• Provided data:

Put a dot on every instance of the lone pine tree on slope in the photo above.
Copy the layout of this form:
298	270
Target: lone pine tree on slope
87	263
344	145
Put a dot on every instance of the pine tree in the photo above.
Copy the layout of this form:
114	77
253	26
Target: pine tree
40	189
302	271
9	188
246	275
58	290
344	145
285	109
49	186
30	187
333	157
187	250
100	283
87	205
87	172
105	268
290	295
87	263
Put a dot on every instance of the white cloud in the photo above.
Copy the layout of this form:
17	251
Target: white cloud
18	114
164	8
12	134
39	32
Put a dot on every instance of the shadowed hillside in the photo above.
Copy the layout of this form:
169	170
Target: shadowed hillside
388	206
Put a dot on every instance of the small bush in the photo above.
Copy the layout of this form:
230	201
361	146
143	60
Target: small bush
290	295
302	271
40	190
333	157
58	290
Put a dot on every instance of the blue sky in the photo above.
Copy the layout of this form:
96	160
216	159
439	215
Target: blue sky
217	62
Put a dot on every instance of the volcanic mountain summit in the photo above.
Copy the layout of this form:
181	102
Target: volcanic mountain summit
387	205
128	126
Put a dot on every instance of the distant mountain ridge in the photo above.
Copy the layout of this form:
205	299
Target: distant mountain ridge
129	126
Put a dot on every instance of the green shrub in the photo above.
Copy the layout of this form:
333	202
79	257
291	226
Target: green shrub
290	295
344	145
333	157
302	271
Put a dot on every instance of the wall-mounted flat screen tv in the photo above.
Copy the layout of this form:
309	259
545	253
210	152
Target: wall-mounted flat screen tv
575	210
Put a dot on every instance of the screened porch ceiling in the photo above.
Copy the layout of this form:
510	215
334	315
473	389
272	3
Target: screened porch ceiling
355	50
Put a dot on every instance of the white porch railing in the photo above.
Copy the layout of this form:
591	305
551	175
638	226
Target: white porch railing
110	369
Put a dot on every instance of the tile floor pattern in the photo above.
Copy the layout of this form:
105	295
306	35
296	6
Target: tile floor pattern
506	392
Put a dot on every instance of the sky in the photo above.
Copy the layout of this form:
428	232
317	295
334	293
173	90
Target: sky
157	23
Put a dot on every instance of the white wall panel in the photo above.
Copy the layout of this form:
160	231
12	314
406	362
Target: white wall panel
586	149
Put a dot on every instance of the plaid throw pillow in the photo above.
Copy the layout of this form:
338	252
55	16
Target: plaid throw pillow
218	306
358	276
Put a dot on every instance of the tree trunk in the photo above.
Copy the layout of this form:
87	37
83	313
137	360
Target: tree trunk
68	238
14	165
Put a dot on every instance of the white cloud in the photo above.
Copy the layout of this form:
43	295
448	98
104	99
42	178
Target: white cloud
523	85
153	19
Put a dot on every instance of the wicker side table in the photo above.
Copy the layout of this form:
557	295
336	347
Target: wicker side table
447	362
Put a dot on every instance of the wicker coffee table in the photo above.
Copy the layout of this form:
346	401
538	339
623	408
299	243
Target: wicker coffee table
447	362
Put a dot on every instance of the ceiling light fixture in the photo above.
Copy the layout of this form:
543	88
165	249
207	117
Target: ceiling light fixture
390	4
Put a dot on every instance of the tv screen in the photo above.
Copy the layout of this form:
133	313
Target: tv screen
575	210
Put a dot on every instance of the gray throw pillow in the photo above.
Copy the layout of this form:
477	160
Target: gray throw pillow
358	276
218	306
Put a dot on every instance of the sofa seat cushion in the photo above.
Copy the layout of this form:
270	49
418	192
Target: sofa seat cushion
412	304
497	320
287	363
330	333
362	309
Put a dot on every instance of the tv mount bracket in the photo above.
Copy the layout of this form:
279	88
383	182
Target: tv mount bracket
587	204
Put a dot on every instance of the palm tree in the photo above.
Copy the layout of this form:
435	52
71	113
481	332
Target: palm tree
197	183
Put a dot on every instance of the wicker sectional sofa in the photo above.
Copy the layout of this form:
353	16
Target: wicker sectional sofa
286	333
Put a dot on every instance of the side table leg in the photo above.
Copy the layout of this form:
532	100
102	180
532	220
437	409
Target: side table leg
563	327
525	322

• Exercise objective: Can you rewrite the listing above with every "Target" changed to "Label", leaving everything else the same?

• Result of this exercise:
Put a dot on every instance of the lone pine tree on slope in the photo above.
Copy the layout of this form:
298	270
Label: lone pine tree on slope
87	263
344	145
Put a dot on every instance of the pine tree in the photo above.
Copy the layout of this form:
114	77
253	26
Label: pine tree
40	189
302	271
9	188
246	275
58	290
344	145
285	109
49	186
30	187
333	157
187	250
100	283
87	205
87	172
105	268
290	295
87	263
Put a dot on every instance of the white cloud in the photo above.
Copy the layout of this form:
17	251
Label: white cloud
18	114
164	8
12	134
39	32
Put a dot on every instance of the shadowed hillside in the photo above.
Copy the layout of this form:
169	170
Label: shadowed hillside
388	206
Put a dot on every instance of the small bush in the photo above.
Copy the layout of this form:
230	201
361	146
143	60
Label: small bush
290	295
302	271
40	190
333	157
58	290
Put a dot on every instance of the blue sky in the photo above.
Copy the layout of this form:
96	160
216	159
439	215
Label: blue sky
217	62
Put a dot on every instance of the volcanic mountain summit in the photo above.
Copy the layout of this form:
181	102
Label: volcanic mountain summit
387	205
128	126
Put a dot on every instance of the distant mountain ridge in the photo above.
Copy the layout of this form:
205	299
Label: distant mountain ridge
129	126
Put a dot on every instance of the green shrub in the photo above.
Copy the layout of this form:
333	202
79	257
291	226
Label: green shrub
290	295
344	145
333	157
302	271
Put a dot on every instance of the wall-mounted flat screen tv in the photo above.
Copy the layout of this form:
309	259
545	253
210	152
Label: wall-mounted flat screen tv
575	210
Put a dot on every instance of the screened porch ceiling in the photo above.
Copy the layout of this form:
510	215
334	315
473	389
272	3
Label: screened porch ceiling
355	50
Put a dot on every instance of the white porch railing in the photo above.
Copy the layout of this form:
591	305
551	175
638	226
Label: white porch railing
110	369
Put a dot on every instance of the tile floor pattern in the photo above.
Copy the layout of this form:
105	295
306	35
296	6
Label: tile floor pattern
506	392
Put a dot on every instance of the sky in the photo above.
Copy the layout of this form:
428	232
317	295
334	293
173	90
Label: sky
157	23
Put a dot on every instance of the white wall panel in the photo above.
Copy the layout of this form:
160	231
12	314
406	362
Label: white wall panel
586	149
Put a dot on every instance of the plaid throw pillow in the photo above.
Copy the layout of this form:
338	252
55	16
Label: plaid throw pillow
218	306
358	276
Put a dot on every instance of the tree trunk in the photo above.
Copy the layout of this form:
87	37
83	313
137	360
Label: tree trunk
68	238
14	165
Put a dot on every instance of the white cloud in the photo above.
Copy the layout of this form:
43	295
448	98
104	99
42	178
Label: white cloud
523	85
153	19
Put a dot on every instance of the wicker side table in the photo above.
Copy the layout of this form:
557	295
336	347
Label: wicker side table
447	362
Put a dot on every instance of the wicker coffee table in the photo above.
Copy the layout of this form:
346	401
538	339
623	408
299	243
Label: wicker coffee table
447	362
Put a dot on every instance of the ceiling light fixture in the photo above.
Copy the layout of this form:
543	88
165	249
207	117
Label: ceiling light fixture
390	4
Put a dot on every instance of the tv screen in the photo above.
Copy the layout of this form:
133	313
Label: tv screen
575	210
Put a dot on every instance of the gray throw pillow in the photo above.
Copy the layout of this form:
477	160
Label: gray throw pillow
358	276
218	306
Put a dot on every instance of the sofa seat cushion in the photo above.
Copy the layout of this form:
270	49
418	192
Label: sofa seat cushion
412	304
497	320
287	363
330	333
362	309
Put a dot on every instance of the tv mount bracket in the photo above.
Copy the layout of this form:
279	88
383	182
Label: tv mount bracket
587	204
Put a dot on every instance of the palm tree in the photo above.
Copy the layout of this form:
435	52
71	113
481	332
Label: palm tree
197	183
Put a dot on every instance of the wicker sectional sofa in the photo above.
Copy the layout of this form:
353	16
Label: wicker sectional sofa
286	333
Put a dot on every instance of the side table leg in the photo above.
Copy the layout of this form:
532	100
102	180
532	220
437	409
Label: side table leg
563	327
525	322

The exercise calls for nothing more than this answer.